▸ **DOCUMENT SECTION**:

* * * *

The first president in the history of the TUAA to hail from west of Washington, DC, Sunny Breed, J66, G72, will focus on involving younger alumni and strengthening connections to alumni worldwide.

August 14, 2006--In 1979, Alison (Sunny) Moran Breed, J66, G72, left her job at Tufts for the Alaskan island community of Ketchikan. She worked for the regional airline she and her husband owned and served as president of the Tongass-Alaska Girl Scout Council.

Ketchikan had a movie theater, a hospital, a library, and 13,000 people. It had 13 feet of precipitation each year, almost all of it rain.  It had the long winter nights and long summer days of the northern latitudes.

One thing it didn’t have was a single other Tufts graduate.

“That stint in Alaska helped me value my connections with Tufts even more,” says Breed, “because in Ketchikan there weren’t any connections to the university.” She plans to emphasize initiatives to keep other far-flung alumni connected. “That’s the challenge—to keep people connected to Tufts when they live far away,” says Breed, the first president in the history of TUAA to hail from west of Washington DC.

* * * *

▸ **ACTIVITY LIST**:
[1] Print the part of the Sunny Breed article starting with "August 14, 2006--In" and going on through "Girl Scout Council.".
[2] In the Sunny Breed article, what organization did Breed serve as president of while living in Ketchikan?
[3] Go on with the Sunny Breed article from the point where it stops.
The lines that come next have no part in this work.

▸ **THE DATA**:
* * * *

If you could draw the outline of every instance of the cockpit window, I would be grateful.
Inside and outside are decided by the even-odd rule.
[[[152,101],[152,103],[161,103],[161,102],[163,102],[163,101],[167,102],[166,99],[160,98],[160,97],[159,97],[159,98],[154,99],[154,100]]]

* * * *

▸ **EXERCISE ANSWERS**:
[1]
August 14, 2006--In 1979, Alison (Sunny) Moran Breed, J66, G72, left her job at Tufts for the Alaskan island community of Ketchikan. She worked for the regional airline she and her husband owned and served as president of the Tongass-Alaska Girl Scout Council.

[2] The Tongass-Alaska Girl Scout Council.

[3]
A vice-president of a Los Angeles firm that provides temporary executives to nonprofit agencies, she is acutely aware of how Tufts’ regional chapters, now more than 50 around the world, illustrate the growing alumni network. “By increasing the activities of chapters around the country and the world,” she says, “we can offer more opportunities for alumni to stay involved."

Breed’s ties to Tufts have remained intact for four decades. Graduating in 1966 with a degree in sociology, she stayed on for 13 years as assistant director of undergraduate admissions. On the job, she earned a master’s in education. She has been a member of the Alumni Council, the governing body of TUAA, since 1972.

She is a third-generation graduate whose grandfather, Wilfred Ringer, a professor in the Tufts education department, graduated with the Class of 1908 and received an honorary degree in 1951. Her mother, Beth Ringer Moran, graduated in 1932 from Jackson College. Breed’s two uncles, her father’s sister and her husband, and two cousins also graduated from Tufts.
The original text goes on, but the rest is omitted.